* [DIRECTIVE]
Rewrite every one of the items below as a numbered list, omitting any blank lines. Leave the pictures out of your answer.
Start of MATERIALS PROVIDED
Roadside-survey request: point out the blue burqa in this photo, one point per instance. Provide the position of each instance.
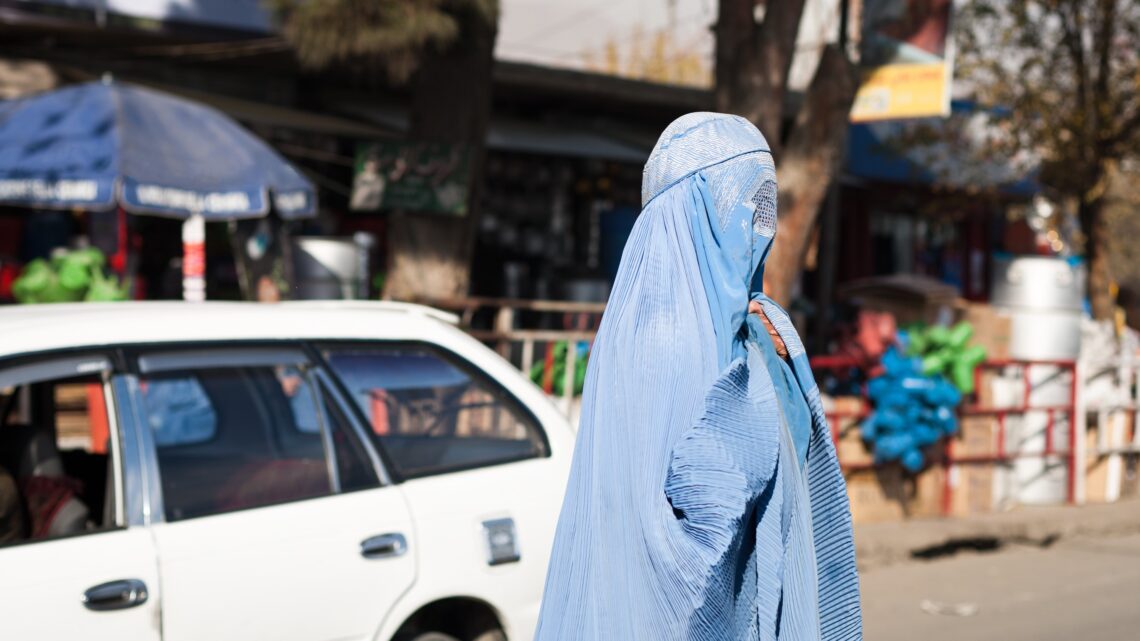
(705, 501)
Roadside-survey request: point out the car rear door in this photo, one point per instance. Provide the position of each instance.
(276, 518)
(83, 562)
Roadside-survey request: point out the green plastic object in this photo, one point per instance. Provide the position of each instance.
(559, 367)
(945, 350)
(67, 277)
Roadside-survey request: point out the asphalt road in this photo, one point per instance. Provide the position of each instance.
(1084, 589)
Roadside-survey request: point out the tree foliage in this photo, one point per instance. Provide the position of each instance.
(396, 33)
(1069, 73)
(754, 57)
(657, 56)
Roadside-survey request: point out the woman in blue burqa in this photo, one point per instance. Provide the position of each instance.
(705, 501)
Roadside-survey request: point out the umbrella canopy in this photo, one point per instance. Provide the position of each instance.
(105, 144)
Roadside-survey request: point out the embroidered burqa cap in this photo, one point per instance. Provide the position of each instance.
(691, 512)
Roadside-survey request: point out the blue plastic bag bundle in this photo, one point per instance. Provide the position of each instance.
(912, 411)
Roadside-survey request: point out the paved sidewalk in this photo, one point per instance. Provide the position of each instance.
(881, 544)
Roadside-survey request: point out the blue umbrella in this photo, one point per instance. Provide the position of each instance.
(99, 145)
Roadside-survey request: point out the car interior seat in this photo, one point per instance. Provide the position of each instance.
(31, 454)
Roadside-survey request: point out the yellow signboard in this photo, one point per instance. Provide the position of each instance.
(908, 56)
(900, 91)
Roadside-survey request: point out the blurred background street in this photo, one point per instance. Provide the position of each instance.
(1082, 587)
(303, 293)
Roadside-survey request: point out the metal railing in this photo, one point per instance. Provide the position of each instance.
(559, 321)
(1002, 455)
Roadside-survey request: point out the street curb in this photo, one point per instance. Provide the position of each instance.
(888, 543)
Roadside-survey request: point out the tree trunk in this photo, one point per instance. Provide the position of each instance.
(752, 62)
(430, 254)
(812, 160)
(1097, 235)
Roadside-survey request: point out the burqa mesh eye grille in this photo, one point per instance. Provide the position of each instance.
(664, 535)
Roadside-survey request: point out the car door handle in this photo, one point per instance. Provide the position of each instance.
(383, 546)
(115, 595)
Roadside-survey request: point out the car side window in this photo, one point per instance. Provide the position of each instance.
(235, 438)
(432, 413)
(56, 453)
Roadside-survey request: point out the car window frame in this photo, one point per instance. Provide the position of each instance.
End of MATERIALS PROVIDED
* [THE SOLUTION]
1. Roadside-survey request: point out the blue burqa in this photo, one point per instance. Provide the position of each instance.
2. (705, 501)
3. Roadside-survey request: point out the car rear door in this photo, one point per instance. Provide the position of each instance.
4. (276, 518)
5. (83, 562)
6. Roadside-survey request: point out the green plastic object in this photo, one point per instance. Provide the position of each instance.
7. (559, 367)
8. (945, 350)
9. (67, 277)
10. Roadside-survey request: point out the asphalt road in this photo, one point per instance. Provide the position of each instance.
11. (1084, 589)
12. Roadside-survey request: point out the tree foliage in this photo, one point per instance. Provide the position of each instance.
13. (396, 33)
14. (1069, 73)
15. (754, 57)
16. (657, 56)
17. Roadside-survey request: point out the woman in blue burqa in this photo, one point per instance. Provide the position of each instance.
18. (705, 501)
19. Roadside-survey request: point out the umbrella canopy in this photo, one point per instance. Provide the position of each instance.
20. (105, 144)
21. Roadside-survey request: point out the embroidered burqa cap in this photo, one point per instance. Provide the position of each instance.
22. (691, 512)
23. Roadside-survey request: point out the blue plastic bag bundle in this photo, one point per instance. Provide the position of each instance.
24. (912, 411)
25. Roadside-survey request: point out the paved sidewalk in this photo, one point per instance. Provide the position of each instance.
26. (881, 544)
27. Roadside-survey request: point out the blue umbrella in this photo, one point per instance. Provide the position of each instance.
28. (99, 145)
29. Roadside-survey request: point out the car interior seat in this photo, one point per instance. Provide the position of each instance.
30. (31, 454)
31. Roadside-survey request: point out the yellow signboard in this photo, one point per instance. Provide the position of each instance.
32. (908, 56)
33. (900, 91)
34. Roadside-survey request: point out the blurred background street in this photo, one point per instance. Provide the position of each instance.
35. (1082, 587)
36. (303, 293)
37. Roadside-survey request: point out the metal railing in this photo, one point per instance. Provide the position of each instance.
38. (559, 321)
39. (1002, 455)
40. Roadside-survey request: point out the street curb in this photo, one point per instance. Provide the position of each instance.
41. (888, 543)
42. Roadside-survey request: point out the tree trunk in this photo, one point per instance. Provide the position of each instance.
43. (752, 62)
44. (430, 254)
45. (812, 160)
46. (1097, 235)
47. Roadside-survey request: point out the burqa mesh eye grille in this photo, one point per instance. Provide the position of each instance.
48. (664, 535)
49. Roadside-survey request: point out the car door handle in this photo, one point per instance. Provide the position of each instance.
50. (383, 546)
51. (115, 595)
52. Roadside-survey request: point out the car side window in this photo, one point per instance. Provide the position of each instance.
53. (235, 438)
54. (432, 413)
55. (56, 453)
56. Roadside-survey request: point out the car window frame in this photo, one point per instance. Provide the position of each instance.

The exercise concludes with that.